▶ STATED GOAL
Render the lines below as a Markdown table with a "Row" column holding the row number and a "Line" column holding the line, skipping any blank lines.

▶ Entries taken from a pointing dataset
▬▬▬▬▬▬▬▬▬▬

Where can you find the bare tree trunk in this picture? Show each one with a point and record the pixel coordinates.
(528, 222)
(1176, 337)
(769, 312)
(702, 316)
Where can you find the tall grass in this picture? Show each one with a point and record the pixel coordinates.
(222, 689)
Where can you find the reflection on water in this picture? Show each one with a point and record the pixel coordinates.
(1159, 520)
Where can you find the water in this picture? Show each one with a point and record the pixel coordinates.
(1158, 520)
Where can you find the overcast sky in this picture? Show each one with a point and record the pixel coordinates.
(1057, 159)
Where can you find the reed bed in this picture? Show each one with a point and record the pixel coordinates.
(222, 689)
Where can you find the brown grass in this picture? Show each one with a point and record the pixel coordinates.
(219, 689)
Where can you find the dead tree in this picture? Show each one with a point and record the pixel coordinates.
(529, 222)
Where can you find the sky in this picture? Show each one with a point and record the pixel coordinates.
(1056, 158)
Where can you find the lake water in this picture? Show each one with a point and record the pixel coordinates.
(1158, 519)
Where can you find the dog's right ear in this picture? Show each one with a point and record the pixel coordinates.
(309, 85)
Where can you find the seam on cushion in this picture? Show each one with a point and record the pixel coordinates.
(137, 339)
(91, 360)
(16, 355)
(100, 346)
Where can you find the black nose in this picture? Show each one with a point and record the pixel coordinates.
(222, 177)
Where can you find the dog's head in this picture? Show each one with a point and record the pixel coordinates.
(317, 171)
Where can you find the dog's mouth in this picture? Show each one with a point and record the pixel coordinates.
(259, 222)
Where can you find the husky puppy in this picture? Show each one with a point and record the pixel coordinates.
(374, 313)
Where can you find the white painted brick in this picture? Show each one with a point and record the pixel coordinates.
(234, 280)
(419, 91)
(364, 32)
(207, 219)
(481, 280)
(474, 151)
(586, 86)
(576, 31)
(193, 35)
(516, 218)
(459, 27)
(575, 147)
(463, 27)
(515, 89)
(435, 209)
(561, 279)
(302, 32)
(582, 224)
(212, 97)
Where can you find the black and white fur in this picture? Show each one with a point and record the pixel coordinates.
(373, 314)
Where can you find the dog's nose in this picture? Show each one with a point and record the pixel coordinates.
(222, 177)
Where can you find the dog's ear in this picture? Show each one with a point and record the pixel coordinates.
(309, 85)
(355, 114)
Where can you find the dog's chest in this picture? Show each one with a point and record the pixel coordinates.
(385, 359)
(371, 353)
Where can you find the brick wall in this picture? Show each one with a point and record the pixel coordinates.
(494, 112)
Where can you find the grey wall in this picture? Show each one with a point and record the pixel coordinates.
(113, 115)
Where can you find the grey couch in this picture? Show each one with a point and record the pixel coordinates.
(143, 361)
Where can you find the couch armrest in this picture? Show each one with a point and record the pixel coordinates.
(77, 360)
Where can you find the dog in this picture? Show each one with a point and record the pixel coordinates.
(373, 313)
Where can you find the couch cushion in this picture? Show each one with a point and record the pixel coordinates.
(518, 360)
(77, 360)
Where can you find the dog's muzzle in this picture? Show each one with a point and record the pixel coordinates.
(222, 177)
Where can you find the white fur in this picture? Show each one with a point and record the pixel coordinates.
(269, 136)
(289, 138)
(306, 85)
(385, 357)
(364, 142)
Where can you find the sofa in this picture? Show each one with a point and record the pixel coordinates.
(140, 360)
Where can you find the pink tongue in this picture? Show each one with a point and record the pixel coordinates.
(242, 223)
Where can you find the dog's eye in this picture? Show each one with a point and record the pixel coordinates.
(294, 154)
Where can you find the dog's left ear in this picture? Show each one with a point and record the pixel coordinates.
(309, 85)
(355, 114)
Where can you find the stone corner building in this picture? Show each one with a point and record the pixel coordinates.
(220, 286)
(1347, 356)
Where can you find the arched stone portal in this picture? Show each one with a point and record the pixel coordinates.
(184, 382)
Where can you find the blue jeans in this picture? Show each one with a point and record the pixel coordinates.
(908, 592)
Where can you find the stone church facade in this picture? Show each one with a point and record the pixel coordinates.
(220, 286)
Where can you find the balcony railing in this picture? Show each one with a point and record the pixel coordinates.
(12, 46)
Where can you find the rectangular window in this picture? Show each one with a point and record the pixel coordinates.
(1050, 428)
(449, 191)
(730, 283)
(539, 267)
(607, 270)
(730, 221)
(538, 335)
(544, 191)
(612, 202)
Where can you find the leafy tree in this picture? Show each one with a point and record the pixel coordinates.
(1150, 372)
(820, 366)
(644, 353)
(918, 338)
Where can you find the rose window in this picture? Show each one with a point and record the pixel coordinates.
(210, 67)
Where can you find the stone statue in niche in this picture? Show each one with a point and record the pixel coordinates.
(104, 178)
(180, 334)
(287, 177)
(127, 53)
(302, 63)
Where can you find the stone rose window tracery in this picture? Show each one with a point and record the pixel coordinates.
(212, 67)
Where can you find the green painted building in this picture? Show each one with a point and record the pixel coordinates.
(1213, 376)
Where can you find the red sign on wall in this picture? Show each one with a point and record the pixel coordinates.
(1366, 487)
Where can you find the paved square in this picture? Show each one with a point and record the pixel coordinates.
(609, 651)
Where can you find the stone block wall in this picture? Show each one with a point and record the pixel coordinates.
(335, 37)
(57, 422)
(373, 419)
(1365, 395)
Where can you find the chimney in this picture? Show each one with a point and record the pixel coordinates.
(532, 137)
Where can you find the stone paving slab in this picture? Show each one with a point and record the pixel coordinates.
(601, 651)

▬▬▬▬▬▬▬▬▬▬

▶ REPLY TO THE TASK
| Row | Line |
|---|---|
| 1 | Where can you find the bare tree trunk in this picture? Show each one with a point and record the pixel coordinates. |
| 2 | (528, 222) |
| 3 | (1176, 337) |
| 4 | (769, 312) |
| 5 | (702, 316) |
| 6 | Where can you find the tall grass in this picture? Show each one with a point and record the pixel coordinates. |
| 7 | (222, 689) |
| 8 | Where can you find the reflection on water in this picture? Show each one with a point and record the pixel coordinates. |
| 9 | (1159, 520) |
| 10 | Where can you find the water in this picture? Show each one with a point and record the pixel coordinates. |
| 11 | (1158, 520) |
| 12 | Where can you find the overcast sky in this picture? Show each one with a point and record the pixel coordinates. |
| 13 | (1057, 159) |
| 14 | Where can you find the reed bed in this picture? Show each one with a point and record the pixel coordinates. |
| 15 | (222, 689) |
| 16 | Where can you find the brown grass in this picture? Show each one with a point and record the pixel coordinates. |
| 17 | (219, 689) |
| 18 | Where can you find the dead tree in this picture? Show each one with a point and record the pixel coordinates. |
| 19 | (529, 222) |
| 20 | Where can you find the sky in this picture? Show each one with a point and record the pixel coordinates. |
| 21 | (1056, 158) |
| 22 | Where can you find the lake water in this picture? Show each one with a point and record the pixel coordinates. |
| 23 | (1158, 519) |
| 24 | Where can you find the dog's right ear in this picture? Show each one with a point and record the pixel coordinates. |
| 25 | (309, 85) |
| 26 | Where can you find the seam on cushion in this picture? Show each one with a point and record the pixel coordinates. |
| 27 | (137, 339) |
| 28 | (91, 360) |
| 29 | (16, 355) |
| 30 | (100, 346) |
| 31 | Where can you find the black nose in this picture? Show each one with a point and record the pixel coordinates. |
| 32 | (222, 177) |
| 33 | Where can you find the dog's head in this picture? Show each one with a point and record the pixel coordinates. |
| 34 | (317, 171) |
| 35 | Where can you find the dog's mouth in this picture? Show each one with a point and record the pixel coordinates. |
| 36 | (259, 222) |
| 37 | Where can you find the husky puppy in this picture? Show each one with a point and record the pixel coordinates. |
| 38 | (374, 313) |
| 39 | Where can you find the white painted brick in this picture? Show each one with a point and record the pixel coordinates. |
| 40 | (234, 280) |
| 41 | (419, 91) |
| 42 | (364, 32) |
| 43 | (207, 219) |
| 44 | (481, 280) |
| 45 | (474, 151) |
| 46 | (586, 86) |
| 47 | (576, 31) |
| 48 | (193, 35) |
| 49 | (516, 218) |
| 50 | (459, 27) |
| 51 | (575, 147) |
| 52 | (463, 27) |
| 53 | (515, 89) |
| 54 | (435, 209) |
| 55 | (561, 279) |
| 56 | (302, 32) |
| 57 | (582, 224) |
| 58 | (212, 97) |
| 59 | Where can you find the black and white fur in this picture? Show each one with a point and record the pixel coordinates. |
| 60 | (373, 314) |
| 61 | Where can you find the dog's nose in this picture? Show each one with a point and record the pixel coordinates. |
| 62 | (222, 177) |
| 63 | Where can you find the dog's ear in this picture? Show each one with a point and record the pixel coordinates. |
| 64 | (309, 85) |
| 65 | (355, 114) |
| 66 | Where can you find the dog's chest in this picture? Show each one with a point and record the pixel coordinates. |
| 67 | (385, 359) |
| 68 | (371, 353) |
| 69 | Where can you find the brick wall in this picture? Show each one with a point and record the pixel coordinates. |
| 70 | (494, 112) |
| 71 | Where can you find the grey wall in this picture? Show each one with a point and record the pixel coordinates. |
| 72 | (113, 115) |
| 73 | Where can you find the grey couch in this picture? Show each one with a point and record the pixel coordinates. |
| 74 | (143, 361) |
| 75 | Where can you find the couch armrest in this picture? Show each one with a point and record the pixel coordinates. |
| 76 | (77, 360) |
| 77 | Where can you find the dog in this picture? Show each one with a point and record the pixel coordinates. |
| 78 | (373, 313) |
| 79 | Where can you find the couch cushion in this picture? Show each one with a point and record the pixel coordinates. |
| 80 | (518, 360) |
| 81 | (77, 360) |
| 82 | Where can you find the dog's muzzle in this picture? Show each one with a point and record the pixel coordinates. |
| 83 | (222, 177) |
| 84 | Where can you find the white fur in this picture? Show each one with a point and record the pixel coordinates. |
| 85 | (269, 136) |
| 86 | (289, 138) |
| 87 | (306, 85) |
| 88 | (385, 357) |
| 89 | (364, 142) |
| 90 | Where can you find the sofa in this picture? Show each one with a point and record the pixel coordinates. |
| 91 | (140, 360) |
| 92 | Where can you find the pink tongue in this picture? Show each one with a point and record the pixel coordinates. |
| 93 | (242, 223) |
| 94 | Where can you find the dog's eye in this picture? Show each one with a point and record the pixel coordinates. |
| 95 | (294, 154) |
| 96 | Where can you find the dog's left ear in this picture? Show each one with a point and record the pixel coordinates. |
| 97 | (309, 85) |
| 98 | (355, 114) |
| 99 | Where can you find the stone corner building in this picture? Show each one with a point and record the pixel coordinates. |
| 100 | (220, 286) |
| 101 | (1347, 356) |
| 102 | Where can you find the arched stone portal in this picture? Show each one with a point and record the pixel coordinates. |
| 103 | (184, 382) |
| 104 | Where can you find the blue jeans in this picture? Show each one with a point and record the pixel coordinates. |
| 105 | (908, 592) |
| 106 | Where can you find the stone church facade in this picture? Show each one with a point and record the pixel coordinates. |
| 107 | (220, 286) |
| 108 | Where can you find the balcony railing in this picture? Show each one with a point and record the pixel coordinates. |
| 109 | (12, 46) |
| 110 | Where can you find the rectangular window in this picture? Show each one with a point and record the pixel coordinates. |
| 111 | (1050, 428) |
| 112 | (449, 191) |
| 113 | (730, 283) |
| 114 | (539, 267) |
| 115 | (607, 270) |
| 116 | (730, 221) |
| 117 | (538, 335) |
| 118 | (544, 191) |
| 119 | (612, 202) |
| 120 | Where can you find the leafy tree in this picture? Show each one with a point and record the pixel coordinates. |
| 121 | (1150, 372) |
| 122 | (820, 366) |
| 123 | (644, 353) |
| 124 | (918, 338) |
| 125 | Where can you find the rose window in this picture? Show each one with a point and record the pixel coordinates. |
| 126 | (210, 67) |
| 127 | Where can you find the stone statue in niche in this picture? Show each one with a point and record the pixel coordinates. |
| 128 | (104, 178) |
| 129 | (180, 334) |
| 130 | (287, 177) |
| 131 | (127, 53) |
| 132 | (302, 63) |
| 133 | Where can you find the stone rose window tracery in this picture? Show each one with a point and record the pixel coordinates. |
| 134 | (212, 67) |
| 135 | Where can you find the green painted building in this picture? Show each one with a point and record the pixel coordinates. |
| 136 | (1213, 376) |
| 137 | Where can you find the red sign on wall in this picture? Show each one with a point and record the pixel coordinates. |
| 138 | (1366, 487) |
| 139 | Where can you find the paved square in this picture? Show each one with a point and record the pixel coordinates. |
| 140 | (609, 651) |
| 141 | Where can you find the stone block wall in this picture? Show each one with a point and record the pixel coordinates. |
| 142 | (335, 37) |
| 143 | (57, 422) |
| 144 | (373, 419) |
| 145 | (1365, 395) |
| 146 | Where can you find the chimney in this picture? Show each one with a point and record the pixel coordinates. |
| 147 | (532, 137) |
| 148 | Where can you find the stone paving slab in this picture? Show each one with a point and record the pixel coordinates. |
| 149 | (601, 651) |